*Source*:
I bring a unique insight to the consultation conference as a former refugee, a community leader and service provider who has a wealth of experience working with refugees, State Refugee Coordinators, the International Institute of Metropolitan St. Louis ( a VOLAG Affiliate), various groups of Africa and the interfaith community. My agency has provided uninterrupted service in economically best and hard times. It is one of the oldest MAAs in the US. Its longevity and experience and its capital of knowledge is unsurpassed among African MAAs. I also know that diplomatic approach, a welcoming spirit, listening to each other (even divergent and conflicting ideas) with good will to improve refugee services, tolerance and consensus building are important for the success of this conference. I have a voice of reason and understanding. I will raise issues of secondary migration that drain our resources and the challenges, why there is decreased civic participation among African refugees and the role of funding, the challenges of domestic violence among African populations what had been done to curb this, fair funding based on merit and experience as there is high turnover of MAAS built by various interests, strengthening experienced MAAs to defend immigrants and refugees from back lash. Although ORR should work with partners it has to look ways of independent approach for outcome oriented refugee service. I frankly gauge and see dissatisfaction in the refugee community whether new or old. ORR has to work with community leaders and MAAS for “average” need fulfillment.

*Records provided*:
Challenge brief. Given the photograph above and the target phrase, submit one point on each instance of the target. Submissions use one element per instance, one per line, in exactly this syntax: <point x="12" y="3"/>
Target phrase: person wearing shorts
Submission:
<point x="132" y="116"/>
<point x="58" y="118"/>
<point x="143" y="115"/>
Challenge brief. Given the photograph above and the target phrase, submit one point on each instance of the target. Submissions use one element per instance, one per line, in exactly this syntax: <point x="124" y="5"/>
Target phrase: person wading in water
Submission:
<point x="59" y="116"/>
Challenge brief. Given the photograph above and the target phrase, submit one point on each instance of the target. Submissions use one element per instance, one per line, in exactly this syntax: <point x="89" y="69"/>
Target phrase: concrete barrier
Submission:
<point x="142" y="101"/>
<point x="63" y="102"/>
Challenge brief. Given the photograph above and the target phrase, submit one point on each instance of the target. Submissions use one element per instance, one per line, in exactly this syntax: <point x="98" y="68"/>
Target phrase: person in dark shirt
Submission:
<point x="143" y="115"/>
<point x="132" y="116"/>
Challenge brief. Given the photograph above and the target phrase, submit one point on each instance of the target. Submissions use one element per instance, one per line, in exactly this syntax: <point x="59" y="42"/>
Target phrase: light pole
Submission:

*What you need to do*:
1. In the statement above, which organization is identified as a VOLAG Affiliate?
2. Decide whether each claim below agrees with the statement above. Answer yes or no for each, and quote the words of the statement that decide it.
(a) The writer's agency has provided service only during good economic times.
(b) The writer intends to raise the issue of secondary migration.
(c) The writer says ORR should not work with partners.

*Written answers*:
1. The International Institute of Metropolitan St. Louis.

2.
(a) No: "My agency has provided uninterrupted service in economically best and hard times."
(b) Yes: "I will raise issues of secondary migration that drain our resources"
(c) No: "Although ORR should work with partners"